Each line that includes "ossicone" must be copied from the records.

- _Data supplied_:
• • •
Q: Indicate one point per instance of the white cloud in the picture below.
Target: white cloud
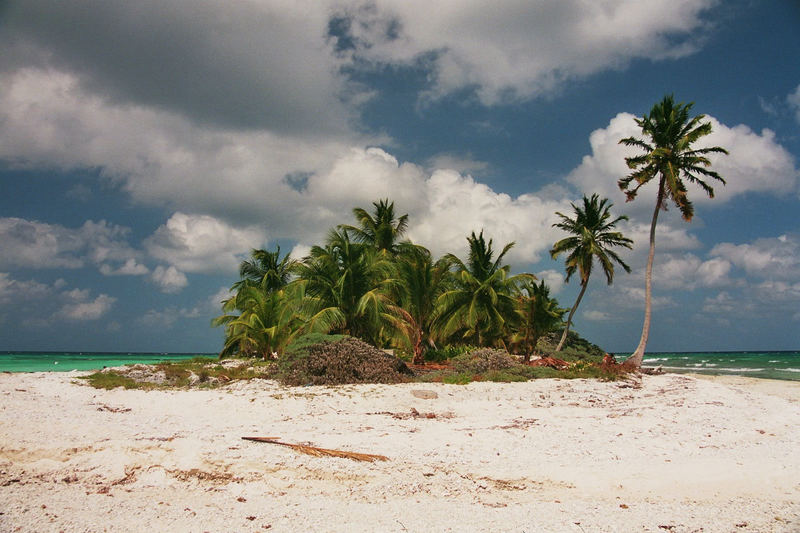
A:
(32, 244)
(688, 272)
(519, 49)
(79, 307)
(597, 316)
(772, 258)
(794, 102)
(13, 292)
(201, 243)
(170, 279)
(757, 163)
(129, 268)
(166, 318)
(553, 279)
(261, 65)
• • •
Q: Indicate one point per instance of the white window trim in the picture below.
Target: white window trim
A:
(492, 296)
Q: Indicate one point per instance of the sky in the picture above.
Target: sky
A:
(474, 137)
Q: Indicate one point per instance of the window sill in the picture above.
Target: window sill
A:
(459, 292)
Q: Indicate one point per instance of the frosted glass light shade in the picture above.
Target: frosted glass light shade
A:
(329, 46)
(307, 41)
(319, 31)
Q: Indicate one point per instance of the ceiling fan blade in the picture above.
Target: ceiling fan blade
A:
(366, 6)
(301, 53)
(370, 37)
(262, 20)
• • •
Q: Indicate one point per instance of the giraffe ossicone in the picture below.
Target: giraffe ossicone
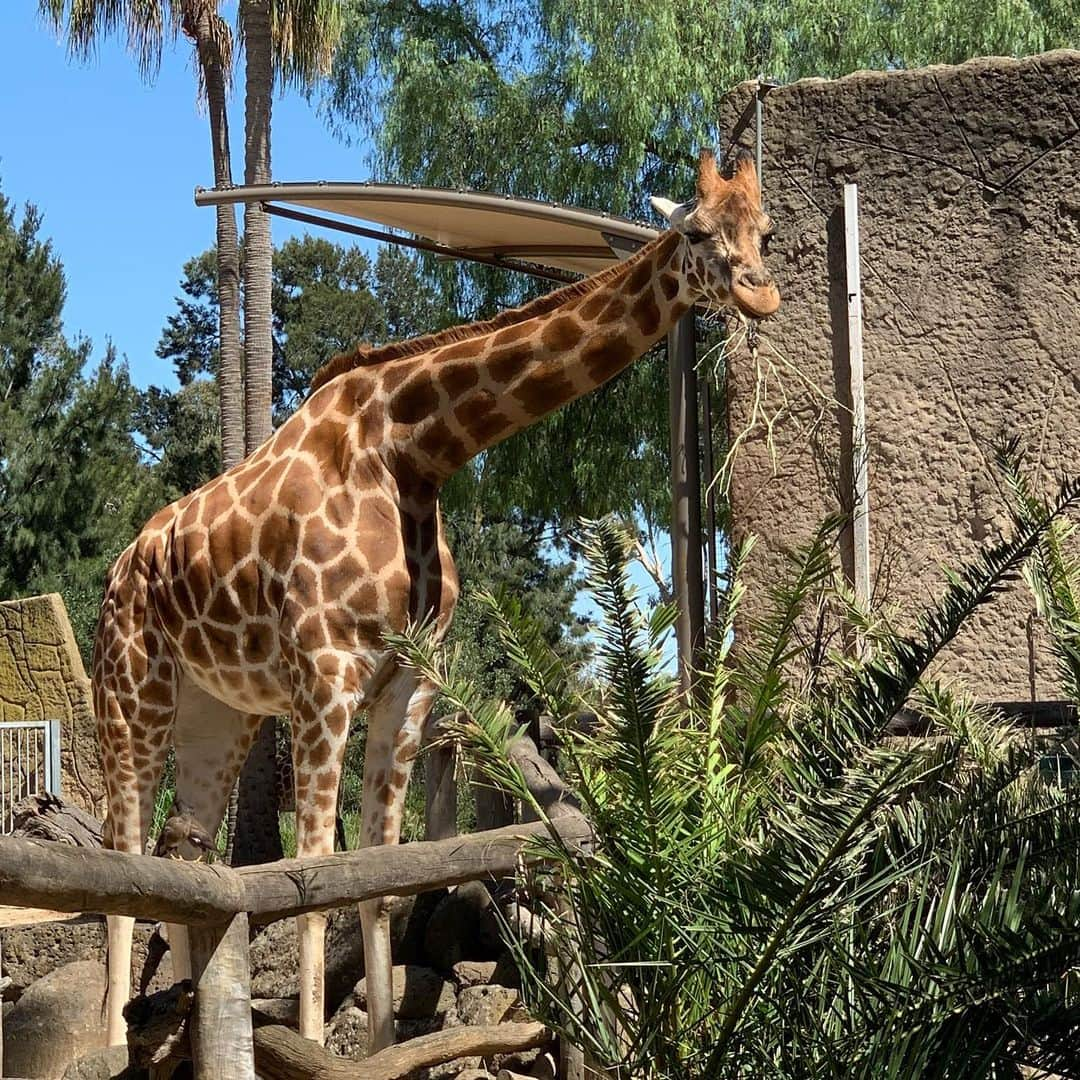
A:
• • •
- _Exercise response_:
Q: Indicate one point per instance of the giraffe ossicone in the picture below.
Target: giraffe ossicone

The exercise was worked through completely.